Required task:
Give a verbatim quotation of every record.

— start —

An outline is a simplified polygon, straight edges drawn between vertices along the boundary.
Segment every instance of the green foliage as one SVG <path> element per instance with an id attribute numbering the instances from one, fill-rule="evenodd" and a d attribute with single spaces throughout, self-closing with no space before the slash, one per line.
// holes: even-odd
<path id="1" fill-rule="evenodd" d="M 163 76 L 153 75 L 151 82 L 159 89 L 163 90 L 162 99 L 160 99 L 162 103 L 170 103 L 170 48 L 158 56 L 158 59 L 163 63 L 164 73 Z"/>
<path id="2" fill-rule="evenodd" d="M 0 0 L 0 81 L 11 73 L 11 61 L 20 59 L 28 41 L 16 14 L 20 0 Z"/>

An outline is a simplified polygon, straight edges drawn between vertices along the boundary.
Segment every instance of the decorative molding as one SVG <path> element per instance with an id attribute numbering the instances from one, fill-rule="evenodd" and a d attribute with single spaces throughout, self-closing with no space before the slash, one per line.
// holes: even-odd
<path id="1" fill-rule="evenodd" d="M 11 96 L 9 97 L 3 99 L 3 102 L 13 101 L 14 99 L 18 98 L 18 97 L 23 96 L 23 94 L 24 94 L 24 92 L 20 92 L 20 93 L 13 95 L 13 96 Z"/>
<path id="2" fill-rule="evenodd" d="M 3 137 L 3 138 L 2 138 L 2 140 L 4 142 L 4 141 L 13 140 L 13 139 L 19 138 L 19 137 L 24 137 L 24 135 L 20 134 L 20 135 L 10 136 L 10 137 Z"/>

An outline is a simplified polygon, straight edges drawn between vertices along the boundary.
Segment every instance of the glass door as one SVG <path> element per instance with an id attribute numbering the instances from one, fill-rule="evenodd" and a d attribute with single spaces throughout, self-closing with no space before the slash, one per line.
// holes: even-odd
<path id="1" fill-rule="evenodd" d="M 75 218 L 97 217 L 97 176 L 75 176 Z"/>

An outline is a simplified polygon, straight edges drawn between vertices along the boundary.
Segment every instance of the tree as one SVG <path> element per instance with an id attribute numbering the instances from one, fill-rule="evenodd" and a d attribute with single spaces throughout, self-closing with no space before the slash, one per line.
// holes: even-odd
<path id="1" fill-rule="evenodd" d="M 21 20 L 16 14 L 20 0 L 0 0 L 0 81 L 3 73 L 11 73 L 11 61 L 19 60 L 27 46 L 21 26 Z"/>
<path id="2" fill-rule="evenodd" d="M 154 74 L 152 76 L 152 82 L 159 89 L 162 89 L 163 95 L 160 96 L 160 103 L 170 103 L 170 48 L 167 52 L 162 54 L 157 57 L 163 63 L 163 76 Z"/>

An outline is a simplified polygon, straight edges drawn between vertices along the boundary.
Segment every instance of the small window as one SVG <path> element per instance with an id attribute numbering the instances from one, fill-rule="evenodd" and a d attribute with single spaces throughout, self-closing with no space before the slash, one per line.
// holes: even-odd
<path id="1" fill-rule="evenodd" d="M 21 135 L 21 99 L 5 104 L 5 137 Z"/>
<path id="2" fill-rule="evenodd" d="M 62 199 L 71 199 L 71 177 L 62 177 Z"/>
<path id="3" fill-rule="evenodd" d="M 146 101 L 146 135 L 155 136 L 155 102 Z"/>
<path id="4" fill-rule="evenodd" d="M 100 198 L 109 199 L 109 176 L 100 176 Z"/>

— end —

Result of this task:
An outline is a simplified polygon, straight edges drawn between vertices along the boundary.
Segment every instance of the green foliage as one SVG <path> element per instance with an id attribute numbering the instances from one, fill-rule="evenodd" and a d attribute with single spaces throughout, self-closing with no space before the slash, one per line.
// holes: even-odd
<path id="1" fill-rule="evenodd" d="M 163 76 L 153 75 L 151 82 L 159 89 L 163 90 L 162 99 L 160 99 L 162 103 L 170 103 L 170 48 L 158 56 L 158 59 L 163 63 L 164 73 Z"/>
<path id="2" fill-rule="evenodd" d="M 0 0 L 0 81 L 11 73 L 11 61 L 20 59 L 28 41 L 16 14 L 20 0 Z"/>

An outline is a simplified polygon, straight edges drawn between vertices along the boundary.
Segment every instance of the decorative molding as one SVG <path> element per instance with an id attribute numbering the instances from one, fill-rule="evenodd" and a d attribute with single spaces throughout, self-closing with no space before the slash, one per line.
// holes: even-odd
<path id="1" fill-rule="evenodd" d="M 11 96 L 9 97 L 3 99 L 3 102 L 13 101 L 14 99 L 18 98 L 18 97 L 23 96 L 23 94 L 24 94 L 24 92 L 20 92 L 20 93 L 13 95 L 13 96 Z"/>
<path id="2" fill-rule="evenodd" d="M 3 137 L 3 138 L 2 138 L 2 140 L 4 142 L 4 141 L 13 140 L 13 139 L 19 138 L 19 137 L 24 137 L 24 135 L 20 134 L 20 135 L 10 136 L 10 137 Z"/>

An outline is a simplified polygon, straight edges drawn between vertices along the boundary.
Segment every instance of the glass door as one SVG <path> element per instance with an id attribute numbering the instances from one, fill-rule="evenodd" and a d attribute with single spaces throughout, self-closing with no space before the slash, one per line.
// holes: even-odd
<path id="1" fill-rule="evenodd" d="M 75 218 L 97 217 L 97 176 L 75 176 Z"/>

An outline is a simplified polygon, straight edges drawn between vertices along the boundary.
Segment every instance of the tree as one SVG <path> element per instance with an id attribute numbering the instances from one, fill-rule="evenodd" and a d attribute with single spaces throughout, self-closing with no space before the slash, one per line.
// holes: even-odd
<path id="1" fill-rule="evenodd" d="M 21 20 L 16 14 L 20 0 L 0 0 L 0 81 L 3 73 L 11 73 L 11 61 L 19 60 L 27 46 L 21 26 Z"/>
<path id="2" fill-rule="evenodd" d="M 154 74 L 152 76 L 152 82 L 159 89 L 162 89 L 163 95 L 160 96 L 160 103 L 170 103 L 170 48 L 167 52 L 162 54 L 157 57 L 163 63 L 163 76 Z"/>

An outline is a simplified polygon, straight edges drawn between vertices along the boundary.
Segment every instance of the small window as one SVG <path> element per instance with an id attribute numbering the instances from one, fill-rule="evenodd" and a d attribute with single spaces throughout, self-closing with no space before the slash, one per line.
// holes: even-odd
<path id="1" fill-rule="evenodd" d="M 21 135 L 21 99 L 5 104 L 5 137 Z"/>
<path id="2" fill-rule="evenodd" d="M 62 199 L 71 199 L 71 177 L 62 177 Z"/>
<path id="3" fill-rule="evenodd" d="M 146 101 L 146 135 L 155 136 L 155 102 Z"/>
<path id="4" fill-rule="evenodd" d="M 100 198 L 109 199 L 109 176 L 100 176 Z"/>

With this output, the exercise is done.